▸ **What the exercise asks**
Extract every record, keeping each one exactly as it is.

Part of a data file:
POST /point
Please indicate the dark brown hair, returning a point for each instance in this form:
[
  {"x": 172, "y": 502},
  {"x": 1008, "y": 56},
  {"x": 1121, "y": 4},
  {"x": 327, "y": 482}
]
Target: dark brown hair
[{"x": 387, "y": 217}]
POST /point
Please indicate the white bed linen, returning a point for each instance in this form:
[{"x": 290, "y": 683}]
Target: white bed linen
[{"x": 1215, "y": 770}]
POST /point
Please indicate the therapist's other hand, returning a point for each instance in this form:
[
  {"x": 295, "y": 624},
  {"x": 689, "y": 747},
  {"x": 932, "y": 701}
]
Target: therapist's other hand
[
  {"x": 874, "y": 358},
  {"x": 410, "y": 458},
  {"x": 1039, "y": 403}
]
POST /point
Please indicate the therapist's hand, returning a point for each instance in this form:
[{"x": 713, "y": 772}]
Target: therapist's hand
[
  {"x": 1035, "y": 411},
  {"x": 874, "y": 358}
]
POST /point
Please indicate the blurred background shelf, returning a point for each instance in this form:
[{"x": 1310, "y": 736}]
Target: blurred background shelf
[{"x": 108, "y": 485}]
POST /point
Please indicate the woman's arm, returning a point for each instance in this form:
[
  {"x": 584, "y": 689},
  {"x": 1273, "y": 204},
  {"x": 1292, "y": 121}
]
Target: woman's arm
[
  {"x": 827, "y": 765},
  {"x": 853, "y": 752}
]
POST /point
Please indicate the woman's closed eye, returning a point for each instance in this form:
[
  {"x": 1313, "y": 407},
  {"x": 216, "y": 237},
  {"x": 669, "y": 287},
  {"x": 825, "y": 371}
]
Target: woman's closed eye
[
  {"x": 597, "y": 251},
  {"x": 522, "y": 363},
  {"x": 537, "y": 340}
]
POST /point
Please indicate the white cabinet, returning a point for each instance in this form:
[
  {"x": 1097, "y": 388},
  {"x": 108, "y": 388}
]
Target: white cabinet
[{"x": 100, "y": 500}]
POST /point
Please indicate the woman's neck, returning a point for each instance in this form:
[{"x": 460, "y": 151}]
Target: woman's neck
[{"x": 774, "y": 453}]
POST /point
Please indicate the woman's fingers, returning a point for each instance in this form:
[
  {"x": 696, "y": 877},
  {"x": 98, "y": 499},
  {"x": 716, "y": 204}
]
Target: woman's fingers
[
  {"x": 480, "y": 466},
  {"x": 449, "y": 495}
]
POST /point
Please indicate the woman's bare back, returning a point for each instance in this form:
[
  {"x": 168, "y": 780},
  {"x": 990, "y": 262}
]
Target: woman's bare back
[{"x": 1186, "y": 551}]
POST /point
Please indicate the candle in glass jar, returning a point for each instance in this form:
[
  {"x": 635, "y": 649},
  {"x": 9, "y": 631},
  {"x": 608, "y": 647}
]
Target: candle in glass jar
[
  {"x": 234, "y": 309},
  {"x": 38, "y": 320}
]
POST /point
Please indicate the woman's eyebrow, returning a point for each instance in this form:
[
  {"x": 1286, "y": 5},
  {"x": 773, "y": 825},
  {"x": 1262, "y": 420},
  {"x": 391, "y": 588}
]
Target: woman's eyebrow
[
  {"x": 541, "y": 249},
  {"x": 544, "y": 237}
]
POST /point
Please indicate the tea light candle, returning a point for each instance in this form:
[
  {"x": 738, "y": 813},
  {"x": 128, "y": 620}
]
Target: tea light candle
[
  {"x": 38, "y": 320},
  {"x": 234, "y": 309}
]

▸ **Task result**
POST /point
Please indicate the dark brown hair, returning a point for each instance in this form:
[
  {"x": 172, "y": 502},
  {"x": 1008, "y": 56},
  {"x": 1121, "y": 4},
  {"x": 327, "y": 482}
]
Target: dark brown hair
[{"x": 387, "y": 217}]
POST /point
Please indicate the white bed linen, returning a point for each instance in this form:
[{"x": 290, "y": 683}]
Target: white bed linen
[{"x": 1215, "y": 770}]
POST /point
Please indicate the therapist's other hand, returning a point for each instance in this form:
[
  {"x": 295, "y": 624},
  {"x": 689, "y": 747},
  {"x": 932, "y": 701}
]
Target: therapist's other hand
[
  {"x": 874, "y": 358},
  {"x": 410, "y": 458},
  {"x": 1039, "y": 403}
]
POST /point
Please indicate the therapist's hand, returning a point for each instance in this form:
[{"x": 713, "y": 772}]
Target: therapist's hand
[
  {"x": 1035, "y": 411},
  {"x": 874, "y": 358}
]
POST /point
Please indicate the blurred background shelf, returning a point for each instance in this form:
[{"x": 1310, "y": 736}]
Target: blurred background shelf
[{"x": 108, "y": 485}]
POST /point
Please indicate the woman's arm, returning a point for each instance in this form:
[
  {"x": 584, "y": 689},
  {"x": 1273, "y": 204},
  {"x": 1292, "y": 121}
]
Target: woman's arm
[
  {"x": 827, "y": 765},
  {"x": 853, "y": 752}
]
POST /point
Please indicate the woman's closed eye, returning a point for each instance in this form:
[
  {"x": 1313, "y": 407},
  {"x": 216, "y": 237},
  {"x": 669, "y": 287},
  {"x": 825, "y": 371}
]
Target: woman's closed eye
[
  {"x": 597, "y": 251},
  {"x": 522, "y": 363},
  {"x": 537, "y": 340}
]
POST /point
Please indicate the white cabinet, returning a point for each instance in this form:
[
  {"x": 1097, "y": 388},
  {"x": 108, "y": 388}
]
Target: white cabinet
[{"x": 100, "y": 500}]
POST /point
Please indicate the woman's neck, returning a point for each instance in this form:
[{"x": 460, "y": 151}]
Target: woman's neck
[{"x": 774, "y": 453}]
POST /point
Please indicate the woman's fingers, returning a point for each instance in this form:
[
  {"x": 696, "y": 877},
  {"x": 98, "y": 499},
  {"x": 716, "y": 204}
]
Target: woman's fingers
[
  {"x": 480, "y": 466},
  {"x": 449, "y": 495}
]
POST /point
Please indicate the woman's bare back, returning a point for each instance in this form:
[
  {"x": 168, "y": 780},
  {"x": 990, "y": 262}
]
Target: woman's bare back
[{"x": 1186, "y": 551}]
POST /point
Please indicate the candle in glass jar, returning a point for each instance in this form:
[
  {"x": 635, "y": 649},
  {"x": 9, "y": 631},
  {"x": 608, "y": 647}
]
Target: candle in glass jar
[
  {"x": 234, "y": 309},
  {"x": 38, "y": 320}
]
POST /point
Please indicate the woman's eyebrow, returning a point for each instance in this form:
[
  {"x": 1286, "y": 5},
  {"x": 773, "y": 825},
  {"x": 1262, "y": 420},
  {"x": 391, "y": 588}
]
Target: woman's eyebrow
[
  {"x": 541, "y": 249},
  {"x": 544, "y": 237}
]
POST /point
Please indicate the tea light candle, returning a point for each instance in this form:
[
  {"x": 738, "y": 813},
  {"x": 128, "y": 620}
]
Target: tea light candle
[
  {"x": 38, "y": 320},
  {"x": 234, "y": 309}
]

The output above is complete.